This is how the Day of the Dead was reduced to only two days, November 1 and 2, although in other regions such as Oaxaca and Puebla it is extended to several days, as it is believed that those who died of unnatural causes arrive home days earlier.

Pre-Hispanic customs of cremating the dead or burying them at home were eliminated and corpses began to be deposited in churches (the rich inside and the poor in the atrium). Spanish customs were adopted, such as the consumption of desserts in the shape of bones that derived in the popular pan de muerto (bread of the dead) and sugar skulls.

The custom of placing an altar with candles also began, in this way relatives prayed for the soul of the deceased to reach heaven. Likewise, it became traditional to visit the cemeteries, which were created until the end of the 18th century, as a way to prevent illnesses by building them on the outskirts of the cities.

Day of the Dead in Mexico

  • In Huaquechula, Puebla, a white altar is placed with figures of angels and with different levels, ranging from three to five.
  • In the Huasteca of Veracruz and Hidalgo, an altar is made with a reed arch decorated with cempasúchil flowers, foliage, fruit and bread hung with a rope.
  • The Mayan towns of the Yucatan Peninsula use a table with embroidered tablecloths or banana leaves on which they place the favorite food of the deceased, such as the mucbipollo or giant chicken tamale.
==========
▶ [Tasks for this exercise]:
1 – Answer these questions using the Day of the Dead excerpt, one line each:
(a) Why is the celebration extended to several days in Oaxaca and Puebla?
(b) Where were the corpses of the rich and of the poor deposited in churches?
(c) What dish is given as an example of the favorite food placed on tables in the Mayan towns of the Yucatan Peninsula?
2 – Carry the Day of the Dead excerpt forward from its last line, keeping its list of regional customs.
==========
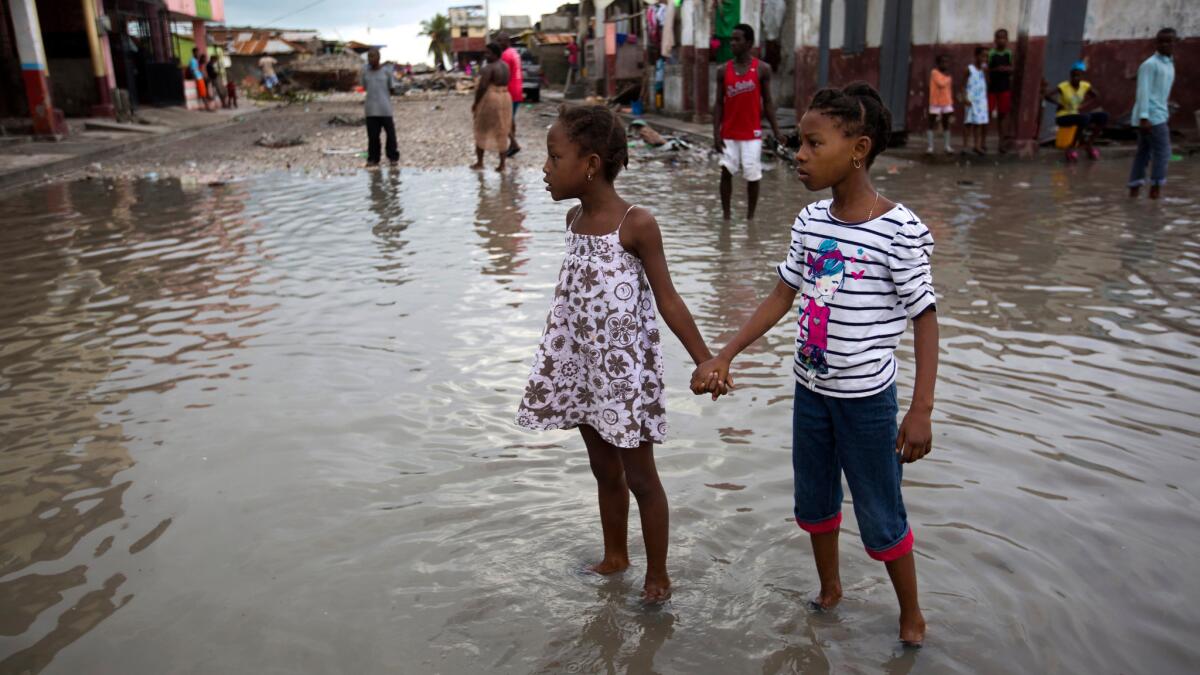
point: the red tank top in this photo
(742, 109)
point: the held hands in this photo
(712, 377)
(916, 436)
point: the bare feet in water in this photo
(827, 598)
(657, 589)
(912, 629)
(610, 566)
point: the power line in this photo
(309, 6)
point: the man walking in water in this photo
(1150, 114)
(377, 81)
(743, 93)
(511, 58)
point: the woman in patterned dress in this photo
(599, 366)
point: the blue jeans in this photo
(1153, 147)
(856, 436)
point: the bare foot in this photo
(610, 566)
(912, 629)
(827, 598)
(655, 589)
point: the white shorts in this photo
(745, 157)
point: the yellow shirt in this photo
(1071, 99)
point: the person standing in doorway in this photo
(975, 95)
(743, 94)
(941, 103)
(377, 82)
(1000, 87)
(1150, 114)
(511, 58)
(573, 61)
(267, 64)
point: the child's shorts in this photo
(856, 436)
(743, 156)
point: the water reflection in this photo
(103, 306)
(279, 413)
(499, 221)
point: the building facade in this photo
(892, 45)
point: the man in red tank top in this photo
(743, 94)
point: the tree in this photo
(438, 31)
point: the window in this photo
(855, 40)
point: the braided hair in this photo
(858, 111)
(595, 129)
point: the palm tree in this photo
(438, 31)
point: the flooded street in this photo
(268, 428)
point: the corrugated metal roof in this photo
(255, 47)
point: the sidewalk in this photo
(913, 151)
(25, 161)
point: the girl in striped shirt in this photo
(861, 263)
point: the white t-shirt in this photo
(859, 284)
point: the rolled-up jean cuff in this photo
(897, 550)
(821, 526)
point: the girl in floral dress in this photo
(599, 366)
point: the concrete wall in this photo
(1116, 39)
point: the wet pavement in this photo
(268, 426)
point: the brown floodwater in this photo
(268, 428)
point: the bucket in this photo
(1066, 137)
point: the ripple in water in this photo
(276, 416)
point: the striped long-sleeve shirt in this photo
(859, 284)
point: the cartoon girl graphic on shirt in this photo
(826, 272)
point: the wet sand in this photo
(432, 131)
(268, 426)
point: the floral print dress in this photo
(599, 362)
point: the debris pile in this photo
(433, 81)
(324, 72)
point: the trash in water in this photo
(347, 120)
(271, 141)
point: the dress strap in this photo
(579, 211)
(631, 207)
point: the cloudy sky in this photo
(394, 23)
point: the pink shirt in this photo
(513, 59)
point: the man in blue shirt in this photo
(1150, 114)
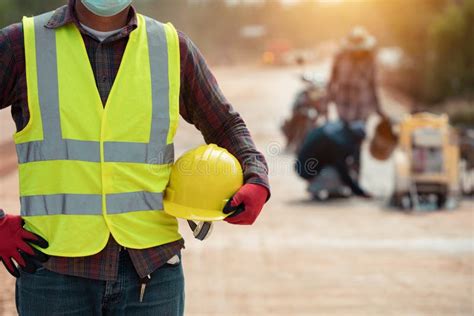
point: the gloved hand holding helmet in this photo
(15, 243)
(206, 184)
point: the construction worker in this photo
(330, 146)
(96, 90)
(352, 86)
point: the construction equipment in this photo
(427, 163)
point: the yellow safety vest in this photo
(87, 171)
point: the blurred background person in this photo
(352, 86)
(334, 145)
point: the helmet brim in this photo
(186, 212)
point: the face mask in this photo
(106, 8)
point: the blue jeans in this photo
(50, 293)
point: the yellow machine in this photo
(427, 162)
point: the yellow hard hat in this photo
(202, 181)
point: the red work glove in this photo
(246, 204)
(14, 245)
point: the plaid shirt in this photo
(201, 104)
(353, 86)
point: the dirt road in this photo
(348, 257)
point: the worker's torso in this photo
(87, 170)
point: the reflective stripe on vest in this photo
(85, 170)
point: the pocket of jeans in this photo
(39, 269)
(173, 262)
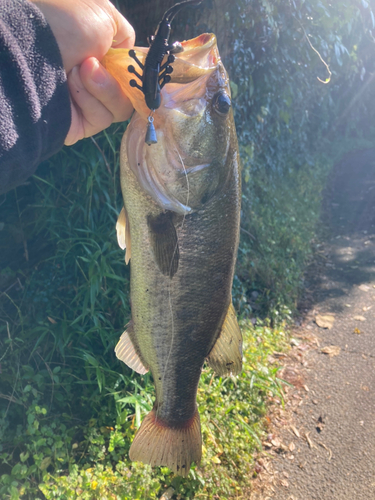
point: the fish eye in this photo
(222, 103)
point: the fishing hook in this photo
(155, 74)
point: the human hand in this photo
(85, 30)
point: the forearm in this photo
(34, 99)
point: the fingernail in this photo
(98, 74)
(77, 78)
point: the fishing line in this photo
(170, 269)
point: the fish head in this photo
(194, 125)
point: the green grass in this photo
(68, 408)
(232, 411)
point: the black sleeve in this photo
(35, 110)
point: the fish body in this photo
(181, 219)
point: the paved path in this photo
(337, 412)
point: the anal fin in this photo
(225, 357)
(125, 351)
(123, 233)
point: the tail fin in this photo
(176, 448)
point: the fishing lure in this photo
(155, 74)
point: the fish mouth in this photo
(162, 170)
(198, 59)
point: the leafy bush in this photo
(68, 408)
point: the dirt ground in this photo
(321, 445)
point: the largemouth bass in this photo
(180, 227)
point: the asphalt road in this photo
(330, 452)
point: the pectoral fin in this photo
(123, 234)
(125, 351)
(225, 357)
(164, 242)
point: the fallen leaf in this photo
(331, 350)
(328, 449)
(295, 430)
(325, 321)
(359, 318)
(311, 443)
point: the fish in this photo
(180, 228)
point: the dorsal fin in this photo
(126, 352)
(225, 357)
(164, 242)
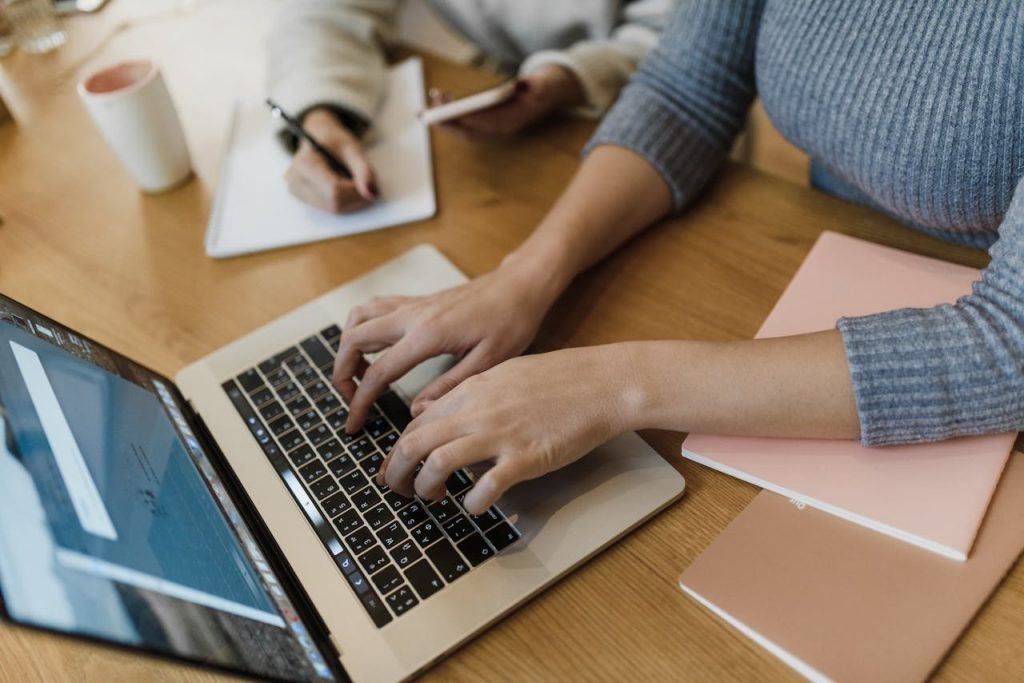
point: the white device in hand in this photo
(459, 108)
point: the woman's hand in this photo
(482, 323)
(539, 93)
(312, 181)
(529, 416)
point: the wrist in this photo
(559, 87)
(647, 397)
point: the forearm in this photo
(331, 51)
(788, 386)
(614, 195)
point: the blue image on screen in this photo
(134, 512)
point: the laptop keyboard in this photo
(394, 551)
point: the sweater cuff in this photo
(920, 375)
(353, 122)
(597, 91)
(642, 123)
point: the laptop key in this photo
(298, 406)
(401, 601)
(348, 521)
(443, 510)
(366, 499)
(374, 559)
(458, 482)
(345, 562)
(301, 456)
(327, 402)
(282, 425)
(387, 580)
(359, 541)
(312, 471)
(392, 535)
(307, 419)
(307, 376)
(292, 439)
(250, 380)
(358, 582)
(375, 607)
(271, 451)
(336, 504)
(489, 517)
(320, 433)
(448, 560)
(288, 391)
(317, 390)
(271, 411)
(427, 534)
(342, 464)
(414, 514)
(459, 527)
(475, 549)
(278, 377)
(377, 427)
(352, 481)
(394, 408)
(278, 359)
(261, 396)
(387, 441)
(502, 536)
(424, 579)
(337, 420)
(330, 450)
(395, 501)
(332, 333)
(324, 487)
(406, 553)
(363, 447)
(378, 516)
(372, 465)
(316, 351)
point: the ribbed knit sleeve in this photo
(955, 370)
(689, 98)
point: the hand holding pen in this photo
(330, 170)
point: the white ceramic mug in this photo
(132, 109)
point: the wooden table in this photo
(79, 242)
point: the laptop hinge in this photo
(247, 509)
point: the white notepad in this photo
(253, 210)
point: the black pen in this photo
(336, 165)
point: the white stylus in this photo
(480, 100)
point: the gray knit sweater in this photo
(912, 107)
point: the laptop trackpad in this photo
(577, 510)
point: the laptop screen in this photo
(113, 521)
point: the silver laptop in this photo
(226, 518)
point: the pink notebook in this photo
(838, 602)
(934, 496)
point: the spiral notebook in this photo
(933, 496)
(253, 210)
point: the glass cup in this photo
(37, 28)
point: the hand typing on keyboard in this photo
(394, 551)
(484, 322)
(529, 415)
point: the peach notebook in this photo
(935, 495)
(836, 601)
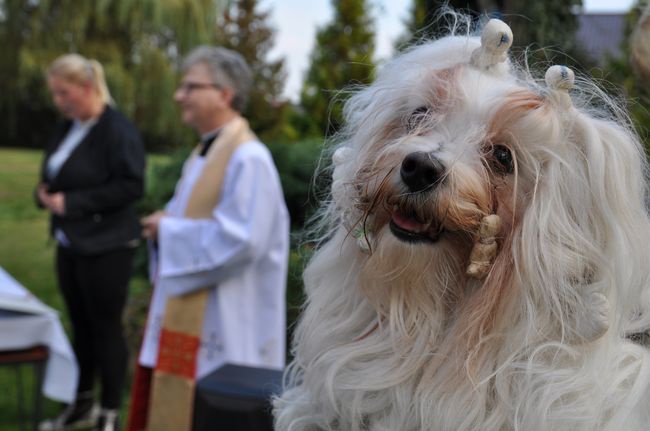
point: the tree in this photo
(621, 73)
(139, 42)
(243, 28)
(342, 57)
(424, 23)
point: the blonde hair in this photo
(77, 69)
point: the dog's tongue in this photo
(408, 223)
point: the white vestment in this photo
(242, 252)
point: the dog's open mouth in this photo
(409, 228)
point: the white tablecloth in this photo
(25, 322)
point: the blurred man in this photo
(219, 251)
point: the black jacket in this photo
(101, 180)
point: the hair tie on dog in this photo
(560, 79)
(341, 155)
(496, 39)
(484, 251)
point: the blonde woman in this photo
(91, 176)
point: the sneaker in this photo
(109, 420)
(83, 413)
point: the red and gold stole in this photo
(174, 377)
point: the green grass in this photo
(27, 253)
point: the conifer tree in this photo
(245, 29)
(343, 56)
(138, 42)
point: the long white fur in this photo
(382, 342)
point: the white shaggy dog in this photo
(487, 256)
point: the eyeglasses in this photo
(188, 87)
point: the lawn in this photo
(26, 253)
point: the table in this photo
(25, 322)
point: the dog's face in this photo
(438, 149)
(435, 145)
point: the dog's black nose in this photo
(421, 171)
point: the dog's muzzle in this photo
(421, 173)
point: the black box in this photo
(236, 397)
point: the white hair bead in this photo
(341, 155)
(559, 78)
(496, 39)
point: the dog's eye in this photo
(502, 159)
(416, 118)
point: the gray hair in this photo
(228, 69)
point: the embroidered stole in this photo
(174, 378)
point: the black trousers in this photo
(95, 290)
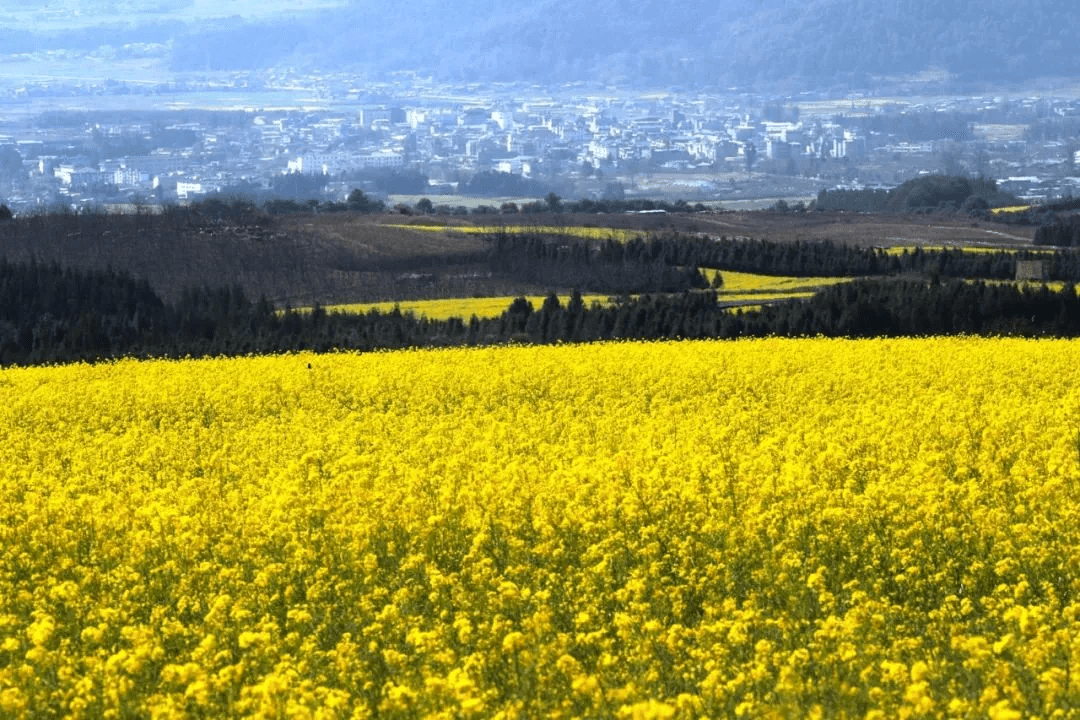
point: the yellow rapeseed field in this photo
(757, 529)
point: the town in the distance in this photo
(111, 145)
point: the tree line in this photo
(934, 192)
(49, 314)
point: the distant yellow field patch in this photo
(900, 249)
(463, 308)
(744, 282)
(764, 297)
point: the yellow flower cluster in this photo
(756, 529)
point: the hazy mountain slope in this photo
(742, 42)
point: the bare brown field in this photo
(879, 230)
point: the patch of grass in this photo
(736, 283)
(575, 231)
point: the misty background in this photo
(754, 44)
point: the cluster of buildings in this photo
(578, 141)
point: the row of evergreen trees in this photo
(928, 192)
(49, 314)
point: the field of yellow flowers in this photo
(760, 529)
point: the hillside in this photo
(819, 42)
(768, 44)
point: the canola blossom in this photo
(759, 529)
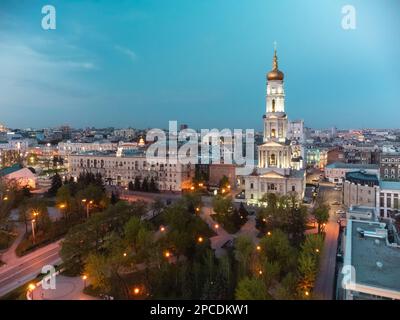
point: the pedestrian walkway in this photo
(67, 288)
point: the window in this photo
(272, 160)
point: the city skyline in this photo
(112, 65)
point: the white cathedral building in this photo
(280, 164)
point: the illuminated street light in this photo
(88, 203)
(31, 288)
(35, 214)
(84, 278)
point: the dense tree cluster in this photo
(143, 185)
(284, 213)
(227, 215)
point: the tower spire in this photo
(275, 59)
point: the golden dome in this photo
(275, 73)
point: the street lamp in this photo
(31, 288)
(88, 203)
(84, 278)
(35, 214)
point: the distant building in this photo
(336, 172)
(279, 161)
(218, 171)
(390, 166)
(389, 195)
(371, 263)
(335, 155)
(125, 134)
(68, 147)
(296, 131)
(24, 177)
(120, 168)
(359, 189)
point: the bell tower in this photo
(275, 119)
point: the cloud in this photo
(128, 52)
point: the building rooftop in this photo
(341, 165)
(391, 185)
(362, 178)
(376, 263)
(9, 170)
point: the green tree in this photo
==========
▶ [Exercise results]:
1 –
(a) It is believed that those who died of unnatural causes arrive home days earlier.
(b) The rich were deposited inside the churches and the poor in the atrium.
(c) The mucbipollo, or giant chicken tamale.

2 –
  • In Ocotepec, Morelos, a table is set forming the body of the deceased with their clothes and a sugar skull, decorated candles, flowers and the favorite foods of the loved one.
  • In the Isthmus of Tehuantepec, Xandu’ is celebrated, which in the Zapotec language means “saint”; altars are placed with arches made of banana or cane stalks with fruits, bread and flowers.
  • In Michoacán, specifically in Janitzio and Tzintzuntzan, arches of cempasúchil flowers are made with sugar candies, fruits, bread and the favorite drinks of the deceased; these are taken to the cemetery and the vigil is held during the night of November 1.
  • Other places where altars are placed on graves and wakes are held are Mixquic and San Lorenzo Tezonco in Mexico City, Santa Cruz Xoxocotlán in Oaxaca, the Mixteca Poblana and the Toluca Valley.

Let’s keep alive the celebration of the Day of the Dead, a tradition that helps us remember all our loved ones with color, celebration, aromas, joy and flavor!